Start of Document excerpt

# It's a hard rain gonna fall - A southern package addict's trip to OZ.



## DaisyNJ (Aug 3, 2015)

I am hoping folks like Squarepeg will contribute their samples to RandyO on the DWV research he mentioned.


----------



## squarepeg (Jul 9, 2010)

WetWilly said:


> He covers a wide range of pertinent subjects, but what I found most compelling (and relevant to our forum) happens around the 27:00 mark.


i had not seen this one yet ww, thanks for posting it. i'll have to view it in it's entirety later, but at the 27:00 mark randy was answering questions about nosema. can you elaborate on what you found most compelling?



DaisyNJ said:


> I am hoping folks like Squarepeg will contribute their samples to RandyO on the DWV research he mentioned.


randy got samples from 5 of my survivor colonies daisy, and my understanding is that they were shipped to england for analysis back in december. no word on the results yet.


----------



## msl (Sep 6, 2016)

End of Document excerpt
Start of Given information

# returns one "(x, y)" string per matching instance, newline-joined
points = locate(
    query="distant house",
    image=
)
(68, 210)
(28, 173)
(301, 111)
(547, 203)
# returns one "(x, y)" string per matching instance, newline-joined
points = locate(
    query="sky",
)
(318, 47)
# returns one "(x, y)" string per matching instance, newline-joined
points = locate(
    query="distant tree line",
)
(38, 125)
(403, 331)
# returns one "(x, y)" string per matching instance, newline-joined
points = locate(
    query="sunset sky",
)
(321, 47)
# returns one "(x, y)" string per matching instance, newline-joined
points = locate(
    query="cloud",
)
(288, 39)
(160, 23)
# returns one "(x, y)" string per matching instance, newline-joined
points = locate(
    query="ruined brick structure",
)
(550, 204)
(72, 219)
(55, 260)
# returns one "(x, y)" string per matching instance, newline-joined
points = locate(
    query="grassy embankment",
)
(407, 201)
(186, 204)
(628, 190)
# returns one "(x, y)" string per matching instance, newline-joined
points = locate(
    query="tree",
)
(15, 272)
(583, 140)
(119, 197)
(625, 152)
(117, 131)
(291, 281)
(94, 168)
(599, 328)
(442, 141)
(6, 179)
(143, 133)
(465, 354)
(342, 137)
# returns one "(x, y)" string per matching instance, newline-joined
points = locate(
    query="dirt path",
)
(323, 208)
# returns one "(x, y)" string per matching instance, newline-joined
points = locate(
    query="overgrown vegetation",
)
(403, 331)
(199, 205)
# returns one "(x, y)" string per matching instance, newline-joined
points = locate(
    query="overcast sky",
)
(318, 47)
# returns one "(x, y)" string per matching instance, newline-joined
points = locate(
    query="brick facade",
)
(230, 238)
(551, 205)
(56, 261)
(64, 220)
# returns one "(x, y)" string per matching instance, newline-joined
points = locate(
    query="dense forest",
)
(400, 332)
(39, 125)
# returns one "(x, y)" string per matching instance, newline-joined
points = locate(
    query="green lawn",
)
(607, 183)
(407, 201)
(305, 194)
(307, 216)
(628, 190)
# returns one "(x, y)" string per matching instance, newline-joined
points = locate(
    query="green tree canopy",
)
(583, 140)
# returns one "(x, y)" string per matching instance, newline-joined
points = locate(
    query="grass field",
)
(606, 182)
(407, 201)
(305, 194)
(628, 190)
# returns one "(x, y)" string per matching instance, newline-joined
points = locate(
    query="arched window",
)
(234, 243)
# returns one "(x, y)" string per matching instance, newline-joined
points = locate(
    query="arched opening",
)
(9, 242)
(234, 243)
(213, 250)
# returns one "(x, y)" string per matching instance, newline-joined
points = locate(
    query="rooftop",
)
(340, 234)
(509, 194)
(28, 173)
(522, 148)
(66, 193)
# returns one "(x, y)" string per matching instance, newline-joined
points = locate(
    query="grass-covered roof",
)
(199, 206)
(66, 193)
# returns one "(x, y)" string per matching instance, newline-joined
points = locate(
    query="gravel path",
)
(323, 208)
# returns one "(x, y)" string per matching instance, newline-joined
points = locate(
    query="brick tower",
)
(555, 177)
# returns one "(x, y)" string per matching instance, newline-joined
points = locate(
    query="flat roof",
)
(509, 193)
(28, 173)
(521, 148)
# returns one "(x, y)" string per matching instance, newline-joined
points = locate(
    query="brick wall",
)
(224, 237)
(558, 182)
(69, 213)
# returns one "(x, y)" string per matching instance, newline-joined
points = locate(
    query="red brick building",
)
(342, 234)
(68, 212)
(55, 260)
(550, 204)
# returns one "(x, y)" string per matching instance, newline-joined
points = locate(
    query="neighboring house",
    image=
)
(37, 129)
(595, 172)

End of Given information

Exercise prompt – Can you resume the beekeeping forum thread on survivor colonies and DWV research, picking up right after its last line?

Your response –
I think he means 29min... randy is talking more or less about a admited long shot.... a DWV inoculation that would be aplyed to cellbuilders and then passed on from the queens razed there, knocking out DWV in only a few years.... kinda of how cow pox was used to illimate small pox

thanks for the link WW...


----------



## squarepeg (Jul 9, 2010)

my bad, i somehow was watching a different you tube video. i understand ww's point now, thanks msl.


----------



## lharder (Mar 21, 2015)

In a way it confirms a hard bond system. Hives with the right viral types survive and pass them on to new colonies when making increase.


----------



## Nordak (Jun 17, 2016)

msl said:


> I think he means 29min... randy is talking more or less about a admited long shot.... a DWV inoculation that would be aplyed to cellbuilders and then passed on from the queens razed there, knocking out DWV in only a few years.... kinda of how cow pox was used to illimate small pox
> 
> thanks for the link WW...


So if I'm understanding this correctly, the inverse to this scenario involving introducing foreign queens could cause potential problems to an apiary that has already struck a balance regarding the potentially beneficial forms of certain or unknown viral strains? Perhaps this should also be viewed as a precautionary tale to those who are having good success already. Following this closely.


----------



## JWChesnut (Jul 31, 2013)

I sent Randy 10 samples, I also haven't heard any results. Did get a cute little plastic spoon out of the deal.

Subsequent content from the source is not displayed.